* **The problem**: Copy these lines verbatim, starting at the line that contains "Q. Locate the aster" and stopping after the line that contains "pixel 366 190", with both of those lines included.

* **Listing**:
--- start ---
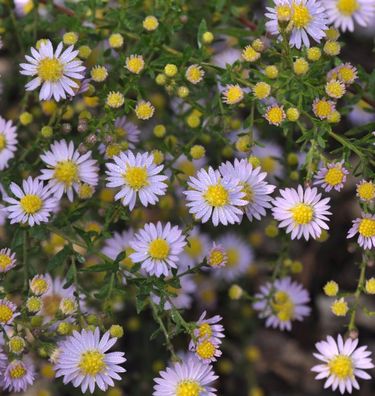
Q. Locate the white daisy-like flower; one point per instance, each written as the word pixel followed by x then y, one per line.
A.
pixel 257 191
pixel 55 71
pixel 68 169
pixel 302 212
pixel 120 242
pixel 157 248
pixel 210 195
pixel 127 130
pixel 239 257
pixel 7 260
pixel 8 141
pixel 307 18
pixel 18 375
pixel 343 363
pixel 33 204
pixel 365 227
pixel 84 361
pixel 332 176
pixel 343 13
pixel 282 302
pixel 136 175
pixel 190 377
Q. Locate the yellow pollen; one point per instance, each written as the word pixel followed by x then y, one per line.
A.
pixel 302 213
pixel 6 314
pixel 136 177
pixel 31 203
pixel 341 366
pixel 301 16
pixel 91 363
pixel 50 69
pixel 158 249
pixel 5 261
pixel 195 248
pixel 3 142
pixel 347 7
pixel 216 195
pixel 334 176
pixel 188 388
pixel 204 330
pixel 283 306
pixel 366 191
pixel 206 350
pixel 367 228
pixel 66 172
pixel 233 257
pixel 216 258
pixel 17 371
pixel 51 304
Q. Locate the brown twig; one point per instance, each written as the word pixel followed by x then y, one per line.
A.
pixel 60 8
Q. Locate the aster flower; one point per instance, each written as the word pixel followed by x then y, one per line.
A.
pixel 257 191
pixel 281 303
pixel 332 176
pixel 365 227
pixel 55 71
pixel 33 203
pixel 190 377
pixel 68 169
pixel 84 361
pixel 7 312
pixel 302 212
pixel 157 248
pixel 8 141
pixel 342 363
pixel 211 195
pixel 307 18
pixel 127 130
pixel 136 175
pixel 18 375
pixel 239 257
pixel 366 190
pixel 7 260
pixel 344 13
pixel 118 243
--- end ---
--- start ---
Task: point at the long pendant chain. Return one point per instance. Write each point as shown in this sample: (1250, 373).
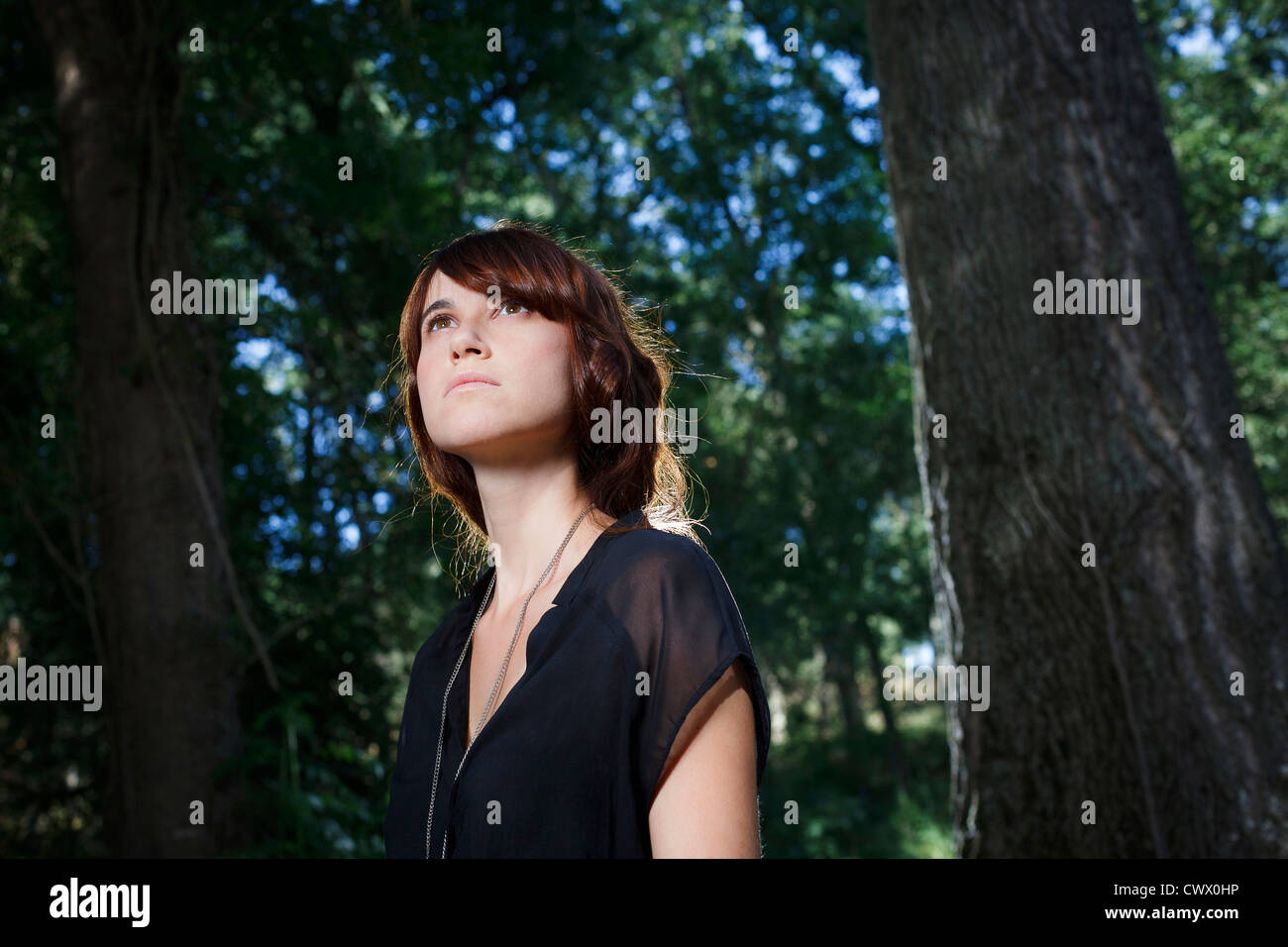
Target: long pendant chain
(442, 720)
--- end ---
* **Solution for this exercise**:
Q. Locate the aster flower; one point per instance, each written as the word pixel followed by x then y, one per line.
A.
pixel 257 191
pixel 281 303
pixel 332 176
pixel 365 227
pixel 55 71
pixel 33 203
pixel 190 377
pixel 68 169
pixel 84 361
pixel 7 312
pixel 302 212
pixel 157 248
pixel 8 141
pixel 342 363
pixel 211 195
pixel 307 18
pixel 127 130
pixel 136 175
pixel 18 375
pixel 239 257
pixel 366 190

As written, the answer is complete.